## Excerpt:
━━━━━━━━
Telesign also has the ability to return the billing name. Can you also provide that?


Any idea if/when that'd happen? ;)


Can't commit to anything yet - do appreciate the feedback though.


Thanks Adam - we're rooting for you as you head out. Building a business serving developers is indeed as difficult as you say, but also - to be fair - an endless amount of fun.

Certainly nothing we'd rather be doing.


Very kind of you to say Tim. They put in an enormous amount of work to be prepared to serve you in the field. Lot more preparation ahead, but stoked you found it helpful.


Awwww. I love it when we're all so happy!


Much obliged urs2102.

Whole lot more work between here and there - glad you could be a part of it with us.


Rob from Twilio here - thanks a lot of saying that akavi.

Took a lot of work to get here - stoked to hear you are finding it well.


A fair concern. I think Task Router is less going up the food chain and more going up the stack - we're trying to provide more abstraction for the state common to all these problems as a pure platform.

My hope is all our customers can leverage these primitives to invest more development time in their applications rather than solve the same mundane problems over and over again. I think that's the promise of a continually improving platform rather than an elbow move.

[edit: typo]


I would agree with the characterization that it's moving up the stack... but it does seem to (without saying it explicitly -- not clear whether that's conscious or not) start to overlap heavily with an existing space [1]. How would you differentiate it from BPM / workflow tools (one open-source example being Activiti [2], but there are many in the market)?
━━━━━━━━
## Given data:

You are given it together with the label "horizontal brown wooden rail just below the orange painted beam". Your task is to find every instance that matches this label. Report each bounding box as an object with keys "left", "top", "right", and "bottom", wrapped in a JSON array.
━━━━━━━━
From the Twilio comment thread above, reproduce word for word the passage that begins with the words "Rob from Twilio" and ends after the words "an elbow move.".

Rob from Twilio here - thanks a lot of saying that akavi.

Took a lot of work to get here - stoked to hear you are finding it well.


A fair concern. I think Task Router is less going up the food chain and more going up the stack - we're trying to provide more abstraction for the state common to all these problems as a pure platform.

My hope is all our customers can leverage these primitives to invest more development time in their applications rather than solve the same mundane problems over and over again. I think that's the promise of a continually improving platform rather than an elbow move.